Requirement 1: In the article on the rupee's fall against the US dollar, how much does each percentage decline in rupee value affect the mobile phone supply chain?
Requirement 2: Write out the part of the rupee article that opens with the words containing "The rupee, which" and closes with "high, in the US.".
Requirement 3: Please extend the article on the rupee's depreciation, picking up after its last sentence.

Source text:
------------------------

Falling value of the rupee against the US dollar is turning out to be a mixed bag for the industry with some sectors bearing the brunt while others, especially software exporters, are hoping for continued gains.

The rupee, which has been depreciating against the greenback, is near the psychological barrier of 80 to a dollar and is likely to remain subdued with the Federal Reserve working overtime to contain inflation, which is at a historical high, in the US.

The biggest impact of the rupee depreciation will be on imported goods or goods using imported components, and the most-sought after item in this category is a mobile phone.

Every percentage decline in rupee value impacts mobile phone supply chain by 0.6 per cent because of imports of components. The 5 per cent decline (in value of rupee) has an impact of 3 per cent on overall profitability, therefore, prices have to go up,” said Pankaj Mohindroo, chairman, ICEA.

On the other hand, he added, “India’s export ecosystem is benefiting.”

“Imports would have gotten expensive to that extent but fortunately commodity prices have started easing,” Mohindroo said.

As regards the impact of rupee depreciation on the software sector, Deepak Jotwani, Assistant Vice-President & Sector Head – Corporate Ratings,


said, “Given that a sizable part of the revenue for the industry is USD denominated, depreciation of the INR against the USD has supported the industry revenue growth and margins to an extent historically.”

If the recent weakness observed for the INR sustains over the next few quarters, he said, “INR depreciation is likely to add to the earnings of the industry in FY2023.”

Sumit Pokharna, Vice President – Fundamental Research, Kotak Securities, opined that Indian IT companies face cross currency headwinds emanating from 5 per cent, 6.6 per cent, and 1.7 per cent appreciation of USD against EUR, GBP and AUD, respectively, in Q1FY23.

“Optically, rupee depreciation may appear as a headwind, however, cross-currency headwinds have ensured only a marginal tailwind for the quarter,” Pokharna added.

On the impact on the steel sector, Alok Sahay, Secretary General, Indian Steel Association (ISA) said that while depreciating rupee vis-a-vis the US dollar would impact the domestic steel industry’s input costs, “there might not be an immediate impact on the cost of domestic steel production as impact comes with a lag of two months or more depending on the inventory cycle maintained by steel producers”.

------------------------

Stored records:
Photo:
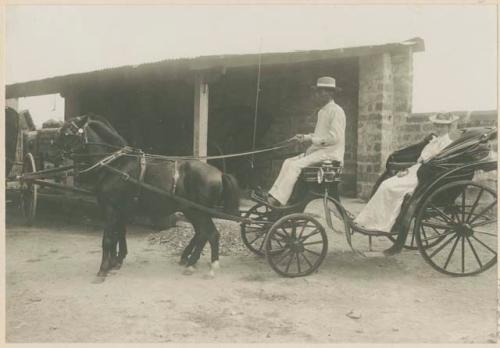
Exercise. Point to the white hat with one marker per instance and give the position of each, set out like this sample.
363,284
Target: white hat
326,82
443,118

------------------------

Task response 1: Each percentage decline affects the mobile phone supply chain by 0.6 per cent.

Task response 2:
The rupee, which has been depreciating against the greenback, is near the psychological barrier of 80 to a dollar and is likely to remain subdued with the Federal Reserve working overtime to contain inflation, which is at a historical high, in the US.

Task response 3:
He further said coking coal is one of the important key inputs in steel production apart from iron ore (available domestically) and any fall in the rupee would result in imported coal becoming more expensive.

Power sector experts are of the opinion that the rupee depreciation will push up the costs of imported components.

“This will increase our import bill in INR terms and further amplify the need to enhance the share of renewables in our power mix. Securing supply chains of minerals required in renewable electricity generation will help us avoid falling from dependence on Big Oil today to dependence on Big Shovel tomorrow.

“Such a proactive and comprehensive sourcing and processing will help us advantageously make our Energy in India and march towards vitally needed Energy Security”, said Pavan Choudary, Business Intellectual and Chairman of Blue Circle.

Director of Medical Technology Association of India (MTaI) Sanjay Bhutani said that the medical devices industry is already facing the brunt of several inflationary challenges due to severe cost escalation in freight charges as well as limited supply of raw materials.

“The devaluation of rupee has compounded the already challenging terrain for the industry and has increased the cost of essential medical device imports. While we appreciate the government’s commitment to improving ease-of-doing-business, we hope that some leeway is provided to the industry to absorb these hits,” Bhutani said.

As per the latest data, the country’s imports expanded by 57.55 per cent to USD 66.31 billion in June compared to the year-ago month.

The merchandise trade deficit in June 2022 was estimated at USD 26.18 billion as against USD 9.60 billion in June 2021, which is an increase of 172.72 per cent.